* **Your objective**
Could the records below be restated word for word, without a single picture?

*** Record extracts

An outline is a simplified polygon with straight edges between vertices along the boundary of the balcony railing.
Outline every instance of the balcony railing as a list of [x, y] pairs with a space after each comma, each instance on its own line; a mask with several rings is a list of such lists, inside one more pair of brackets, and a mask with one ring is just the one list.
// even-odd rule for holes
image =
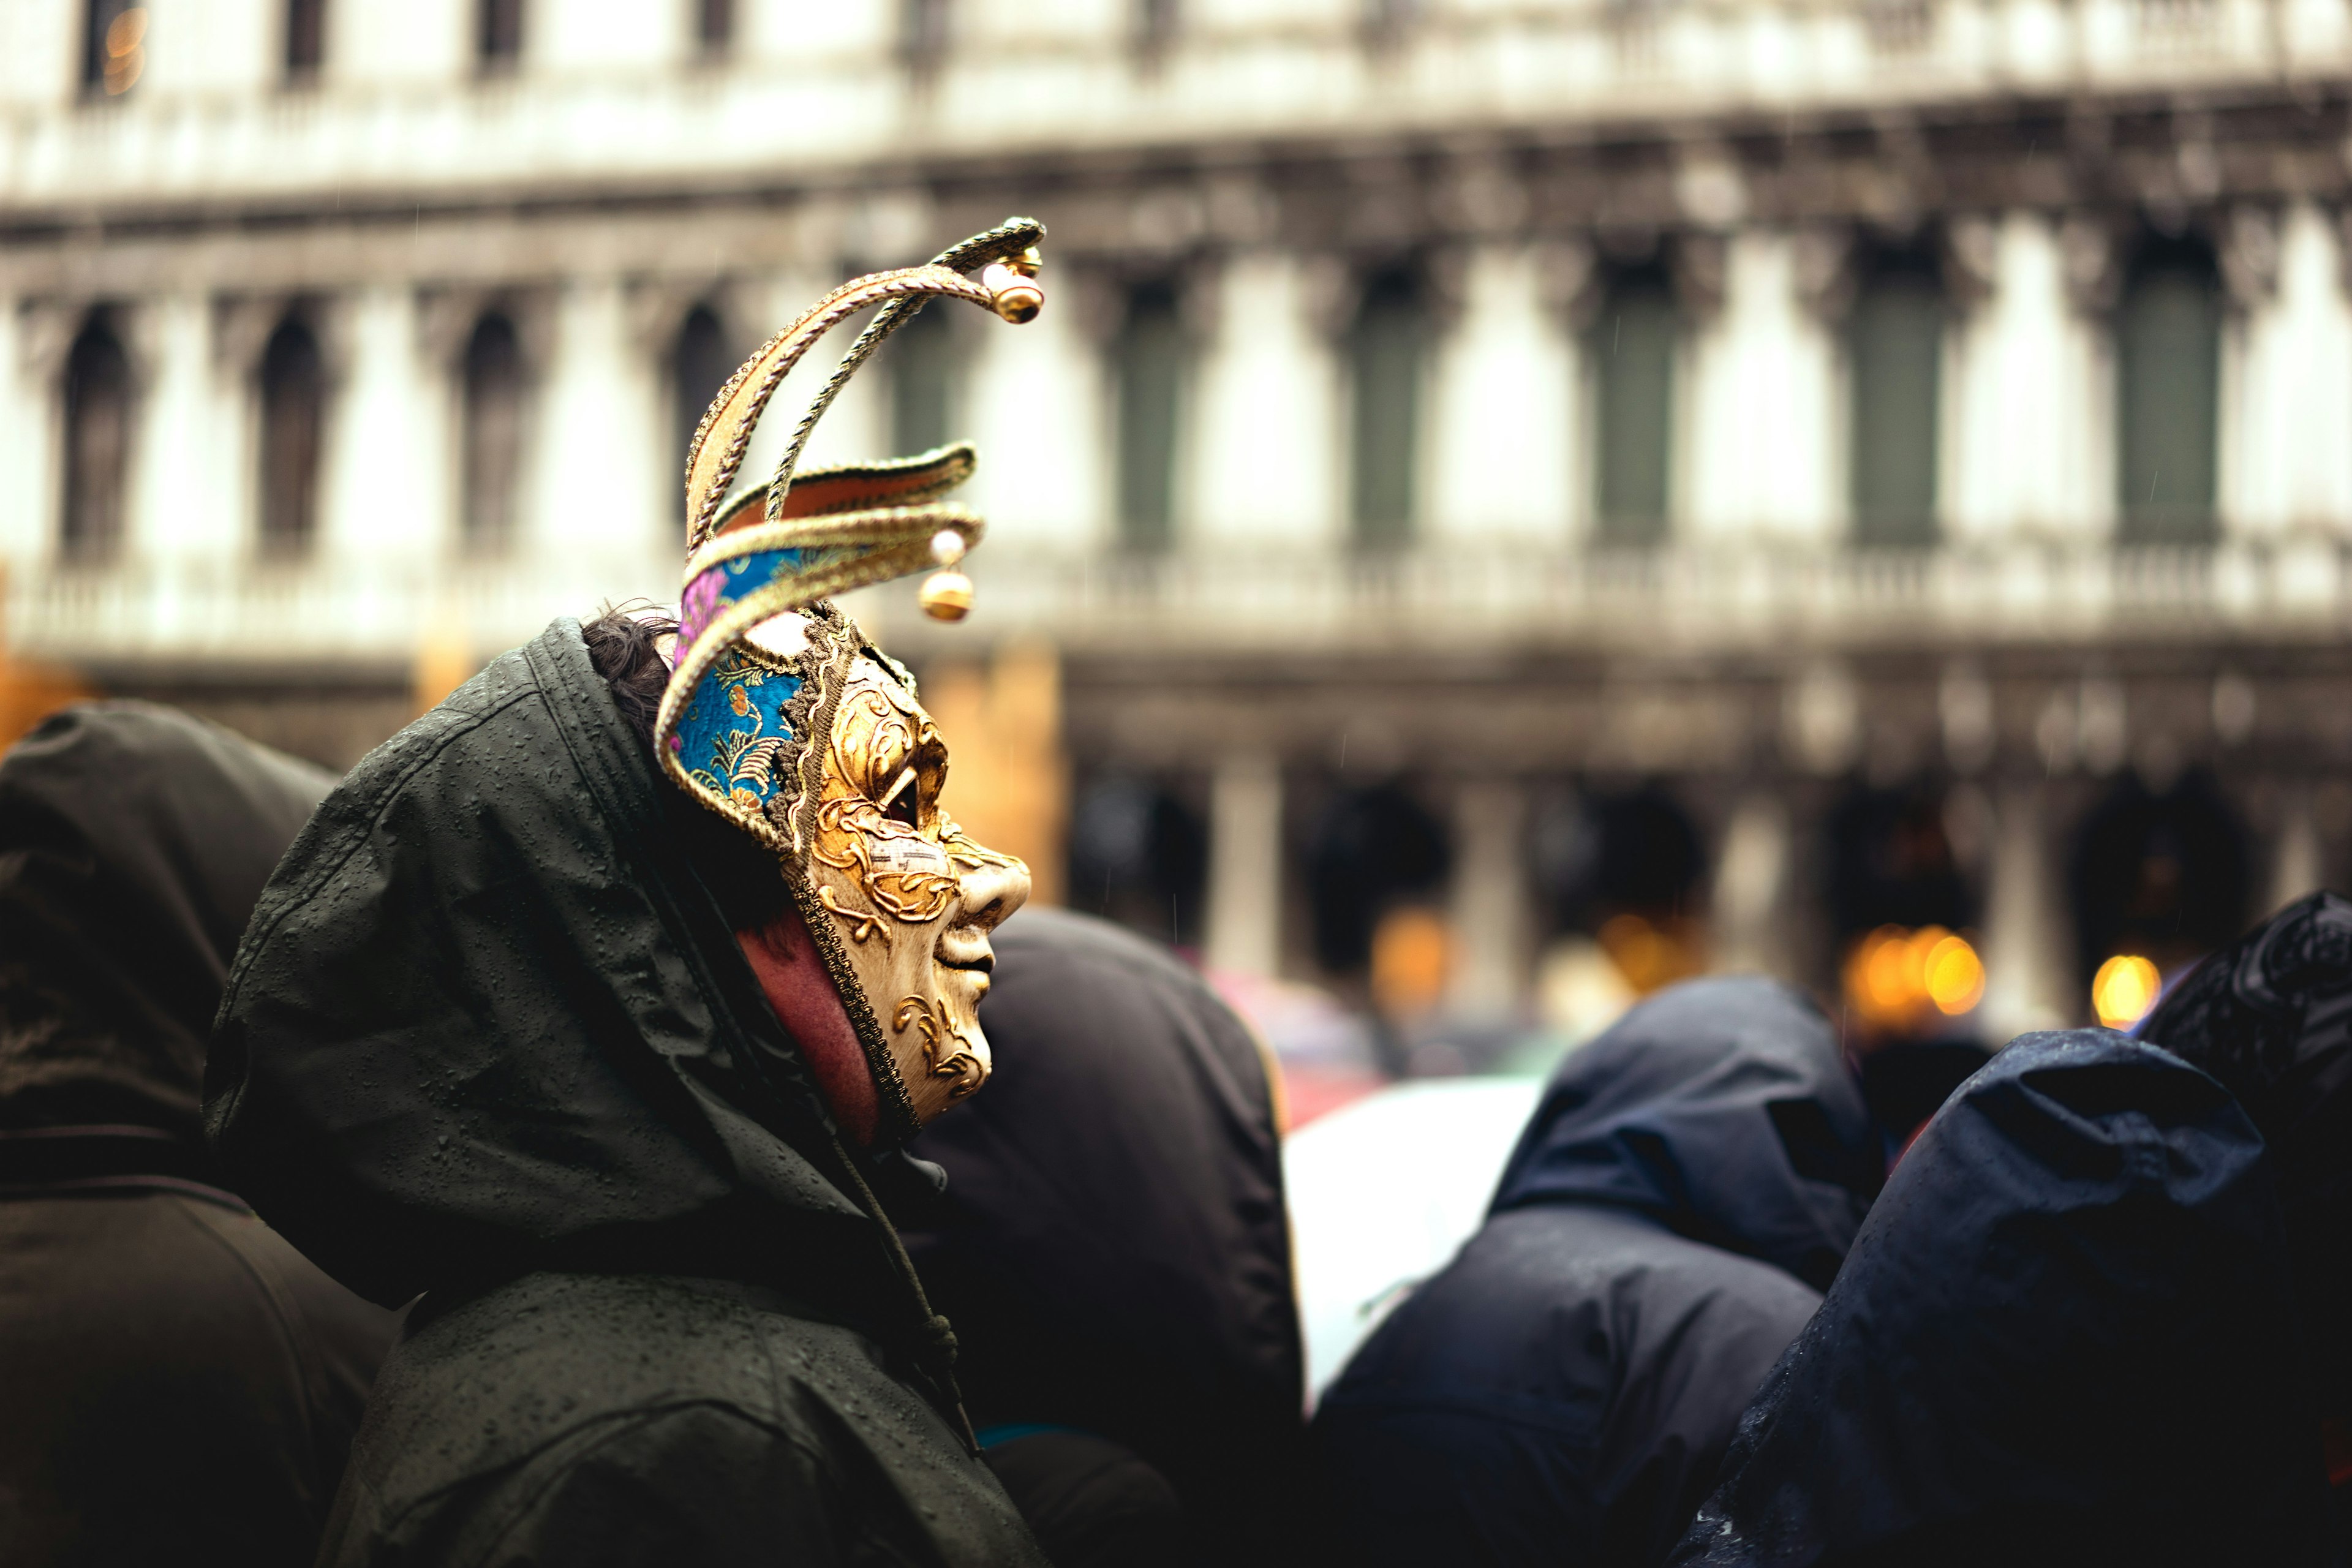
[[1074, 124], [1089, 144], [1161, 144], [2185, 79], [2275, 86], [2337, 80], [2352, 63], [2346, 7], [2308, 0], [1560, 0], [1430, 7], [1378, 49], [1349, 20], [1180, 26], [1148, 65], [1116, 27], [1020, 26], [998, 37], [976, 22], [921, 71], [887, 45], [765, 55], [747, 40], [716, 68], [527, 69], [485, 86], [453, 61], [441, 81], [330, 71], [292, 95], [159, 87], [94, 108], [0, 110], [0, 211], [700, 183], [728, 160], [770, 178], [961, 152], [974, 115], [992, 151], [1018, 153], [1066, 148]]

******

* **Response area**
An outline is a simplified polygon with straight edges between vertices along the boundary of the balcony railing.
Outline every instance of the balcony railing as a list of [x, y] pairs with a space after each comma, each instance on its own line; a mask with several rings is a list of such lists, inside one more pair of brackets, and a mask with one ring is just the one list.
// even-odd rule for holes
image =
[[1074, 124], [1089, 144], [1161, 144], [2185, 79], [2275, 86], [2337, 80], [2352, 63], [2346, 7], [2308, 0], [1560, 0], [1430, 7], [1378, 49], [1349, 20], [1180, 26], [1148, 65], [1116, 27], [1020, 26], [998, 37], [976, 22], [921, 71], [887, 45], [765, 55], [747, 40], [716, 68], [527, 69], [485, 86], [453, 61], [441, 81], [330, 71], [292, 95], [159, 87], [94, 108], [0, 110], [0, 211], [700, 183], [728, 160], [770, 178], [961, 152], [974, 115], [992, 151], [1018, 153], [1066, 148]]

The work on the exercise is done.